• Excerpted passage:
Things I Hate About Mother

Dunedin Public Art Gallery Auditorium, Dunedin

03/10/2008 - 12/10/2008

Otago Festival of the Arts

Production Details



Lauded in the NZ Listener last year for ‘Hairway to Heaven’ as "Best New Play-No contest", Sarah McDougall’s newest work is forecast to further consolidate her reputation. Things I Hate About Mother will premiere in a powerful season throughout the Festival.

Inventive, astute and funny Things I Hate About Mother is an engrossing play that reveals the life, loves and tensions between everyday mothers and sons in an inventive structure that intertwines the complex strands of maternal relationships.

Things I Hate About Mother is a contemporary portrayal of a pakeha whakapapa where history and inheritance is forever present drawing upon film and live music to intensify the colour of this tale of love.

After each performance the audience is invited to discuss their response to the play in a brief forum with the cast.

Things I Hate About Mother
3-5 Oct & 7-12 Oct 8pm
Dunedin Public Art Gallery Auditorium
$30/$22 Regent Ticketek And Door Sales
General Admission   


Featuring:
Jel Davenport
Wilbur McDougall
Elsa McKeown
Michael Metzger
Hilary Norris 

Lighting design by Stephan Kilroy



1hr 20 mins, no interval

Perspicacity, charm and potential for improvement

Review by Terry MacTavish 12th Oct 2008

Right from the start there is a comfortable sense of familiarity to Things I Hate About Mother. Sarah McDougall has an astute ear for the vernacular, and a willingness to expose her own typical mum quirks for the world to snigger at, perhaps even ridicule. There are no deep insights here, just an affectionately cheeky look at our primal relationship.

• Data to examine:
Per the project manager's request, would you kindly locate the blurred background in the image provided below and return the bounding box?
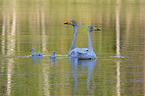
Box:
[0,0,145,96]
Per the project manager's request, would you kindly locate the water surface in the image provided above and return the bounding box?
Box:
[0,0,145,96]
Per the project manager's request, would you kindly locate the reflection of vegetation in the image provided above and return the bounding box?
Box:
[0,0,145,95]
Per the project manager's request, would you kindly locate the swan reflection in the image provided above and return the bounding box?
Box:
[69,58,97,91]
[31,56,42,65]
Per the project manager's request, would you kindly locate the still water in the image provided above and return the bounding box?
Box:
[0,0,145,96]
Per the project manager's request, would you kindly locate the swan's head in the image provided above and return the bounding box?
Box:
[64,20,77,26]
[53,51,56,55]
[30,48,34,52]
[88,26,101,32]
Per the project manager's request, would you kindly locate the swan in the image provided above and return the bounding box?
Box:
[50,51,56,59]
[30,48,42,56]
[64,20,100,59]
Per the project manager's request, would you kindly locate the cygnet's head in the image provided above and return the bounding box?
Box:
[64,20,77,26]
[53,51,56,55]
[30,48,34,52]
[88,26,101,32]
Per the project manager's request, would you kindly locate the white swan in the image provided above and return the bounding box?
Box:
[30,48,42,56]
[50,51,56,59]
[64,20,100,59]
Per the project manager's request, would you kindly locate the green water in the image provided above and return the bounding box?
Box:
[0,0,145,96]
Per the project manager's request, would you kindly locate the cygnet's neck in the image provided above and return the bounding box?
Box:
[69,25,77,52]
[87,28,93,51]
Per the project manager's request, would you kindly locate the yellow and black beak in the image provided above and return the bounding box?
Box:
[64,21,71,24]
[94,27,101,31]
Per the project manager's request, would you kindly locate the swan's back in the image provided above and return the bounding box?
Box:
[34,52,42,56]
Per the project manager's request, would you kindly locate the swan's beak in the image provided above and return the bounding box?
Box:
[94,27,101,31]
[64,21,71,24]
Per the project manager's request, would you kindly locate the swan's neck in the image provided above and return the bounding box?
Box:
[69,25,77,52]
[32,50,34,55]
[87,28,93,51]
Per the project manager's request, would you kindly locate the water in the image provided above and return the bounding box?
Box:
[0,0,145,96]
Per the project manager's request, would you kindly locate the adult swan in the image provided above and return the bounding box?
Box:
[64,20,100,59]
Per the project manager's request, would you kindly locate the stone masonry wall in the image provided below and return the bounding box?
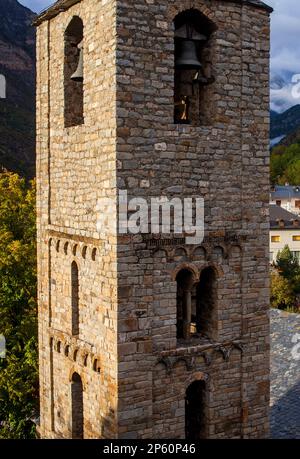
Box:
[117,0,269,438]
[37,0,269,439]
[37,0,117,438]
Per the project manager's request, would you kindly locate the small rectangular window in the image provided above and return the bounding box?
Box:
[271,236,280,242]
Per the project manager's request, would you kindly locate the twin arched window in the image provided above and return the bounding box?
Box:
[71,373,84,440]
[174,9,216,126]
[176,267,217,340]
[64,16,84,127]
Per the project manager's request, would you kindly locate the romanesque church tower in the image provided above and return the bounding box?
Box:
[36,0,271,440]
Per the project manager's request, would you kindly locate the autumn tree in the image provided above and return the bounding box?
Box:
[0,172,38,439]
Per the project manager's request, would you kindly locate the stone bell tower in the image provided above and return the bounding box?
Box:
[36,0,271,440]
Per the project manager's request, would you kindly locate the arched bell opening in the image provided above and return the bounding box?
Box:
[176,267,218,340]
[64,16,84,127]
[174,9,216,126]
[185,380,207,441]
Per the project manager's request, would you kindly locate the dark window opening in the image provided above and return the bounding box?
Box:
[71,373,83,439]
[71,261,79,335]
[174,9,216,126]
[185,381,207,441]
[176,267,217,340]
[64,16,84,127]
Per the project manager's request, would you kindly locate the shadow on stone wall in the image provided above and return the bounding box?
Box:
[271,380,300,439]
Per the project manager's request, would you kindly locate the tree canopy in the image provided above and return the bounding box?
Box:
[0,172,38,439]
[271,144,300,185]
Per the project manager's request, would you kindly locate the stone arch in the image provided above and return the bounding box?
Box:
[56,341,61,354]
[0,74,6,99]
[153,248,168,260]
[211,244,227,261]
[176,268,195,339]
[91,247,97,261]
[93,358,101,373]
[73,348,79,362]
[172,263,200,282]
[82,354,89,367]
[174,247,188,262]
[81,245,87,260]
[72,244,78,257]
[64,16,84,127]
[64,344,70,357]
[229,244,243,258]
[196,265,218,339]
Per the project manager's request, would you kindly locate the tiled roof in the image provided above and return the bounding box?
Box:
[270,205,300,231]
[34,0,273,25]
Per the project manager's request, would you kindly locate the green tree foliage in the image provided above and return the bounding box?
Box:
[0,172,38,439]
[276,245,300,281]
[271,271,296,309]
[271,245,300,312]
[271,144,300,185]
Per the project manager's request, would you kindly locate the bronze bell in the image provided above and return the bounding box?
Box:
[175,40,202,69]
[71,41,83,82]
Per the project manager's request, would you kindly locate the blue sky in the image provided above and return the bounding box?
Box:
[19,0,300,111]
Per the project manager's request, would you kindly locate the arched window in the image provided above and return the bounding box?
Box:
[71,261,79,335]
[71,373,83,439]
[64,16,84,127]
[176,267,217,339]
[174,9,216,126]
[185,381,207,441]
[195,267,218,339]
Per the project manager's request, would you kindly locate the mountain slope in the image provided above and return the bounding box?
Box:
[0,0,35,176]
[270,105,300,139]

• Prompt 1: In one to three sentences, explain why the production draws on film and live music, according to the Things I Hate About Mother page.
• Prompt 2: Please rewrite the part of the Things I Hate About Mother page starting at "1hr 20 mins, no" and ending at "our primal relationship.", swapping "snigger" for "laugh".
• Prompt 3: Carry on the review of the play on the Things I Hate About Mother page from where it stops.
The lines have nothing to do with the Things I Hate About Mother page.

• Written answer 1: The production draws on film and live music to intensify the colour of its tale of love. The play is a contemporary portrayal of a pakeha whakapapa where history and inheritance are always present.

• Written answer 2:
1hr 20 mins, no interval

Perspicacity, charm and potential for improvement

Review by Terry MacTavish 12th Oct 2008

Right from the start there is a comfortable sense of familiarity to Things I Hate About Mother. Sarah McDougall has an astute ear for the vernacular, and a willingness to expose her own typical mum quirks for the world to laugh at, perhaps even ridicule. There are no deep insights here, just an affectionately cheeky look at our primal relationship.

• Written answer 3:
Who but your mother dares insult your intelligence with every other sentence?
"Be careful with the knife, dear, it’s sharp…Where are you going?"
"Just to the toilet!"
"You should have gone before you sat down."

Before our very eyes mother Olive lays the table and produces a real roast dinner which is then served to middle-aged son James, who is leaving to take up a job in London. Mum has a few things to remind him about before he goes, from his French colonial heritage, to his need to feed himself properly, find a girlfriend, and fumigate his shoes.

Interspersed throughout the goodbye meal are vignettes showing relationships between other mothers and sons, the scenes loosely linked by a peripatetic crystal bowl.

Director Julie Edwards handles the material with practised ease and the play slips down as easily as a good gravy. The Art Gallery space, notoriously difficult to adapt, has been transformed charmingly by a circle of flax bushes linked by washing lines, and onto one of the sheets there are pictures projected of early-settler life in New Zealand. The audience surround the acting area, probably all hoping to be offered a slice of chicken breast.

Hilary Norris is delightfully amusing as Olive, a role she could no doubt play in her sleep, but succeeds in keeping fresh and lively. Although her sudden attempt at a can-can seems out of place for such a conventional lady, her wistful singing of the old French folksong, and her gentle flow of reminiscence over the family photo-album, are beautifully apposite. Despite the ghastly wig, Norris is, as always, a pleasure to watch.

It is also easy to warm to Mark Metzger as her patient son, exasperated, but endlessly forgiving towards Olive. He knows her little ways, endures her typical maternal build-up/ put-down cycles, and frequently choruses along with her favourite sayings. Their scenes come to a climax when, more in sorrow than in anger, he accuses her of preferring his brother, the more outwardly successful member of the family.

Of the other actors, Elsa Mckeown gives the most entertaining cameos, particularly as a sluttish mum in fuck-me boots, unable to comprehend why her son needs to know who his father was. "I named him Roxburgh – his father could have been any of the orchard workers." She also plays Olive’s unsympathetic daughter-in-law, the only one of the peripheral characters who seems to have a connection to the main plotline.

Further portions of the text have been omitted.